▶ **Written task**
Write each line word for word, from the line that contains "of the pale" through the last line of the material below.

▶ **Extracted information**
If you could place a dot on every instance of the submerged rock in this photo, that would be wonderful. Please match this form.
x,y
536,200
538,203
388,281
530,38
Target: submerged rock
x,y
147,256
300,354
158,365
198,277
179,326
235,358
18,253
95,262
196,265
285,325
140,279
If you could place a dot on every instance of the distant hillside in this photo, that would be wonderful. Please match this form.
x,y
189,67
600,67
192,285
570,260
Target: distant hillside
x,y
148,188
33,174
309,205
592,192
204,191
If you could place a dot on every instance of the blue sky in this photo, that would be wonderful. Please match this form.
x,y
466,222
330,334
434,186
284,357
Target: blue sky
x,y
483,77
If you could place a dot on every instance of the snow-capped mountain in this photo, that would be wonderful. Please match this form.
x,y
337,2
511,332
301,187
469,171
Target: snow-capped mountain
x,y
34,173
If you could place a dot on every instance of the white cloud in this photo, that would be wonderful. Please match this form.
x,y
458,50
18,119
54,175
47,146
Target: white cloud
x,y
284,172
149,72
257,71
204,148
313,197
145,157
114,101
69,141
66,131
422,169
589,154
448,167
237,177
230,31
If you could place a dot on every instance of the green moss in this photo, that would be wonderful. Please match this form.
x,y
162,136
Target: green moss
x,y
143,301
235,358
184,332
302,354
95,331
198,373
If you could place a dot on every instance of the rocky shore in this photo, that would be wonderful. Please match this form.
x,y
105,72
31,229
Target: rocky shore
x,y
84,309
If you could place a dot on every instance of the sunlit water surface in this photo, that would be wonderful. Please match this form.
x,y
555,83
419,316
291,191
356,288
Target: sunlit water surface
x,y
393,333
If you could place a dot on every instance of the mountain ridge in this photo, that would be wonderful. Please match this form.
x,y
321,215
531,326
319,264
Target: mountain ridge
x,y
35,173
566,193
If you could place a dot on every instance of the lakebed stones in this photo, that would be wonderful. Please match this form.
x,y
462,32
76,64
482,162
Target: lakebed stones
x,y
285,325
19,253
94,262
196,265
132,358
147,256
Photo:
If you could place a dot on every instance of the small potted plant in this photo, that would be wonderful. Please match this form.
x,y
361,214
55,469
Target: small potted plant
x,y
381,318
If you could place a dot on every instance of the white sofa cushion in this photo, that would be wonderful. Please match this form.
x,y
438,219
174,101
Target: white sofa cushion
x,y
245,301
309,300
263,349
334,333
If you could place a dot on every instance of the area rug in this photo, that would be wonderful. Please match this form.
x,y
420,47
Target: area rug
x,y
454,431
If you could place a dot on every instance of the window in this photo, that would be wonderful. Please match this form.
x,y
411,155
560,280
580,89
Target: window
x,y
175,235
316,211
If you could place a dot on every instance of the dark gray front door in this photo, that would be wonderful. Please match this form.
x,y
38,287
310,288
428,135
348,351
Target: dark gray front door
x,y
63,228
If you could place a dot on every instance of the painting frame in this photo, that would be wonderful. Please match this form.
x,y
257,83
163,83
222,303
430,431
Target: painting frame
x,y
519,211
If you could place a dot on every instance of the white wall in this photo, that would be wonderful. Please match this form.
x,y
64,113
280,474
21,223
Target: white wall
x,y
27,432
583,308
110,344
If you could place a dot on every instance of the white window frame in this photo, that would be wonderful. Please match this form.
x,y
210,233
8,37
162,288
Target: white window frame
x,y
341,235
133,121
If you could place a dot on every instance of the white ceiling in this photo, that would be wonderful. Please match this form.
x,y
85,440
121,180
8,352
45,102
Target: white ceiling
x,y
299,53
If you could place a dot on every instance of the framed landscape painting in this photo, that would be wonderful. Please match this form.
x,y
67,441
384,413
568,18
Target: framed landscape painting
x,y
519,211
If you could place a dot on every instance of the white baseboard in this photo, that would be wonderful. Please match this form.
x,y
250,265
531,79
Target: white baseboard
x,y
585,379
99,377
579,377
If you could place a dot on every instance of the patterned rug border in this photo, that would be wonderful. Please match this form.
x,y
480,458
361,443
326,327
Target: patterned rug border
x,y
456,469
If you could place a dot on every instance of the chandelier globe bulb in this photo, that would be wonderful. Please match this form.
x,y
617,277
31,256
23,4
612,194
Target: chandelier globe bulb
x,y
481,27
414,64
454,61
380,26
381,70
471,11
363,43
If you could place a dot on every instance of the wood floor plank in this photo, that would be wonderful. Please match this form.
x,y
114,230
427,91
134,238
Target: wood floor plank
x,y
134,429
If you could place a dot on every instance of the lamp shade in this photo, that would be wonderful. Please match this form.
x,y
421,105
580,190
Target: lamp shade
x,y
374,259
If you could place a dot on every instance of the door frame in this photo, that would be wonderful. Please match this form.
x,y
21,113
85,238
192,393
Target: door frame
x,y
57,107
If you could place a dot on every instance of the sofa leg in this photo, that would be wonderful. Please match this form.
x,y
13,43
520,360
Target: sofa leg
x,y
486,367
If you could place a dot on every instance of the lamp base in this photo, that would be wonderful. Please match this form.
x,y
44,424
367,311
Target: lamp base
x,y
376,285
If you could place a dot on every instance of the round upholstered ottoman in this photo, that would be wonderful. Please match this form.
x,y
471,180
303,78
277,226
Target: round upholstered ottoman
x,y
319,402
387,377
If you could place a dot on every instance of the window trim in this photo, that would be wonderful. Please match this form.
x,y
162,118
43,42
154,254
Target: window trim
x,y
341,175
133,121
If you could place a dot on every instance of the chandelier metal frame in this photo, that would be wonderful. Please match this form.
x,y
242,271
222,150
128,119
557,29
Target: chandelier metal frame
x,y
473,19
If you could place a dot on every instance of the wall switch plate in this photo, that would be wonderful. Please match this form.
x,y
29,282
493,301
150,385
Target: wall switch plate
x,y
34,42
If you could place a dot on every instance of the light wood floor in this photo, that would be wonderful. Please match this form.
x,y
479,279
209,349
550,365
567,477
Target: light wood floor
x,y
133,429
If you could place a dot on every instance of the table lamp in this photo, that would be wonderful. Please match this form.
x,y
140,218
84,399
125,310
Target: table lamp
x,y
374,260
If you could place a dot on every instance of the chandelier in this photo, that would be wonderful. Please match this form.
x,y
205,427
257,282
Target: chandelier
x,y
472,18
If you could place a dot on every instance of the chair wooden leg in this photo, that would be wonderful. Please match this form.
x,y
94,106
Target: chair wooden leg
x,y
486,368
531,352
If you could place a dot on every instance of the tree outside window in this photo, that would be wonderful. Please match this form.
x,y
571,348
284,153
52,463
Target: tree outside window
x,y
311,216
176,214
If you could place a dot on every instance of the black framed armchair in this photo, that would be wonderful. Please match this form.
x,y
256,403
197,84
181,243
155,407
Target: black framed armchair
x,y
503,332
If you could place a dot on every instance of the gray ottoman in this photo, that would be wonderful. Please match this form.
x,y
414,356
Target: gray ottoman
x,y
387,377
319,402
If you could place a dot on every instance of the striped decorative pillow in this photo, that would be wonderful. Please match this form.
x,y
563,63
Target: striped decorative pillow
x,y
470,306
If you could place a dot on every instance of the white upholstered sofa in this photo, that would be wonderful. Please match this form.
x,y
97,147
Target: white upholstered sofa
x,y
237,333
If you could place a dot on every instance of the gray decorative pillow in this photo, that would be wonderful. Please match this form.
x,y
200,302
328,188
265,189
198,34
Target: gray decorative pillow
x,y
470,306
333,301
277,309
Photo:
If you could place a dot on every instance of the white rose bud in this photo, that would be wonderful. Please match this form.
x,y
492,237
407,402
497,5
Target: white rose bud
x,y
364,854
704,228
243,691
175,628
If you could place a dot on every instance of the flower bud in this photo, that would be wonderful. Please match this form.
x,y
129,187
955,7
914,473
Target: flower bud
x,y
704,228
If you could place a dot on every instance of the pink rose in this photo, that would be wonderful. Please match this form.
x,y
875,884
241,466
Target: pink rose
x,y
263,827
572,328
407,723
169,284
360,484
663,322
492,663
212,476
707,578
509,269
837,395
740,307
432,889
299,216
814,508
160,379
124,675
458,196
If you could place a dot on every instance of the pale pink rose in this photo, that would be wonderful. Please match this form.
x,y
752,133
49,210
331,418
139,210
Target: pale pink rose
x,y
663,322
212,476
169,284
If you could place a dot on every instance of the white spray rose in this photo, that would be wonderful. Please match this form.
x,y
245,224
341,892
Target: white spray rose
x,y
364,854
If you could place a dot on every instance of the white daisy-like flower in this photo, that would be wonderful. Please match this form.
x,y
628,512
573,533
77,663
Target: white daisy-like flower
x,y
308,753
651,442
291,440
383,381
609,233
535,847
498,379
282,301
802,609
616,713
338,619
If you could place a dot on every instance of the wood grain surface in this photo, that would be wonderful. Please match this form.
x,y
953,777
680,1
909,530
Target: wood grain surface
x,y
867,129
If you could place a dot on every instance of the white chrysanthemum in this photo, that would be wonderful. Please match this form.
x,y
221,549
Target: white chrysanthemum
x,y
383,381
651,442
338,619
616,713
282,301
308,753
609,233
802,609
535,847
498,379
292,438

▶ **Completed exercise**
If you could place a dot on every instance of the pale pink rose in this photo, that would be wonderful. Please match this form.
x,y
752,133
49,210
331,418
139,210
Target: pale pink rose
x,y
663,322
212,476
169,284
If you could place a dot on every instance of the white spray rose in this photo, that would be wonderful. Please match this form.
x,y
245,224
341,892
Target: white spray rose
x,y
364,854
If you could place a dot on every instance of the white daisy-like flower in this photo, that would be wonderful. Please match this form.
x,y
628,512
573,533
77,663
Target: white daisy-like flower
x,y
308,753
651,442
291,440
383,381
609,233
535,847
498,379
282,301
802,609
616,713
338,619
If you could place a dot on every instance of the wood grain surface in this photo, that would be wonderful. Please match this form.
x,y
953,777
680,1
909,530
Target: wood grain surface
x,y
867,129
If you could place a dot on every instance of the white chrysanthemum in this photo, that would be wonderful. Please match this form.
x,y
221,549
Target: white chrysanthemum
x,y
383,381
651,442
338,619
616,713
282,301
308,753
609,233
802,609
535,847
498,379
292,438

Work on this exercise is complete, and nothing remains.